▶ **What you will do**
Answer these from the passage on temporary amnesia below:
(a) Where was the school at which Hannah Upp taught before her last disappearance?
(b) What town was Ansel Bourne from?
(c) What name did Bourne use for his new life in Norristown, Pennsylvania?

▶ **Supplied passage**
════════════════════

Temporary amnesia, however, doesn’t always occur due to extreme stress. While doing more research, a friend sent me this New Yorker article about a woman who continued to experience temporary amnesia throughout her life. Hannah Upp disappeared for weeks at a time. In one instance, she left her Manhattan apartment to go for a jog. Wearing a jogging bra, shorts and running shoes, Ms Upp shifted mentally during the run. That’s all she reported. She went missing for weeks—her friends and family thinking she had been abducted. Tapes within an Apple store show the young woman looking at computers, still wearing her jogging gear, but looking a little raged. The school teacher had no keys, no wallet, no phone, no identification and must have wandered around New York City aimlessly. She was found floating in the East River, remarkably still alive, but not knowing who she was until she came through while receiving treatment in a hospital. Ms. Upp’s story is intriguing because in two of her cases, only mild stress could have triggered her lapse of identity. The beginning of the school year is hardly a major life stressor. Yet that was when these situations occurred. Both parents reported that she had no abuse or trauma in childhood. Her father, however, was an evangelical minister, perhaps she had a conflict within her faith? We’ll never know. Her last jaunt into the unknown, tragically is still happening, as she is currently missing and considered dead. Just before she ‘left’ Ms. Upp had said goodbye to her boyfriend and was helping the principal of the school where she taught in St. Thomas, prepare for another storm. The principal reported that Ms. Upp was responding to her in a monotone tone of voice while providing one sentence responses—something not usual for the friendly, chatty woman. Some speculate that Ms. Upp slipped into a state of dissociation before completely transitioning into amnesia.

Another bizarre case is that of Ansel Bourne (the inspiration for the character Jason Bourne). Ansel Bourne was an evangelical preacher from Greene, Rhode Island, who took a trip to visit his sister in Providence on January 17, 1887. However, for unexplained reasons, he ended up withdrawing his savings instead and traveling to Norristown, Pennsylvania, where he opened up a variety store and started a new life as Albert J Brown.

When Bourne woke up on the morning of March 15, he had no idea where he was. In his mind, it was still January 17 and he had no memory of being Albert J Brown or owning a variety store. Ansel found his way back home and back to his family, resuming his life without any recurrences of Albert J. Brown. It was documented that he had suffered from a psychiatric disorder described as a ‘fugue state.”

What do you think? Is it possible to just suddenly forget who you are? Can a person slip into another identity and over time come back to their original one without any memory of the lapse? And if so, how do they pick that identity? It’s a mystery. And one I’m exploring. I hope you’re becoming as intrigued, as I am!

════════════════════

Natural-language object grounding data:
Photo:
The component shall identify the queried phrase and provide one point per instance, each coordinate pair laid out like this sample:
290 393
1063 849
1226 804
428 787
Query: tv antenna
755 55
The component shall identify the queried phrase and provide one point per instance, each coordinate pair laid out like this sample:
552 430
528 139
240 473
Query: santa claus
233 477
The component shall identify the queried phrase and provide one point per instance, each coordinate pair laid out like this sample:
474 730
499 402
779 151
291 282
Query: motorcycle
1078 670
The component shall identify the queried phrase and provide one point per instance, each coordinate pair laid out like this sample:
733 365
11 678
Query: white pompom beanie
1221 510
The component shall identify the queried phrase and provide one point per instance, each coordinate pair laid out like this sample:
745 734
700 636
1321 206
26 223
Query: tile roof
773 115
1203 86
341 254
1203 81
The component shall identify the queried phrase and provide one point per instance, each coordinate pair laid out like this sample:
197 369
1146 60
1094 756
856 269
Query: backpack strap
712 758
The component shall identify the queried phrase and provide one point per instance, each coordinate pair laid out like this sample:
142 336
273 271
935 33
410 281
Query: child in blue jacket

════════════════════

▶ **Answer**
(a) St. Thomas
(b) Greene, Rhode Island
(c) Albert J Brown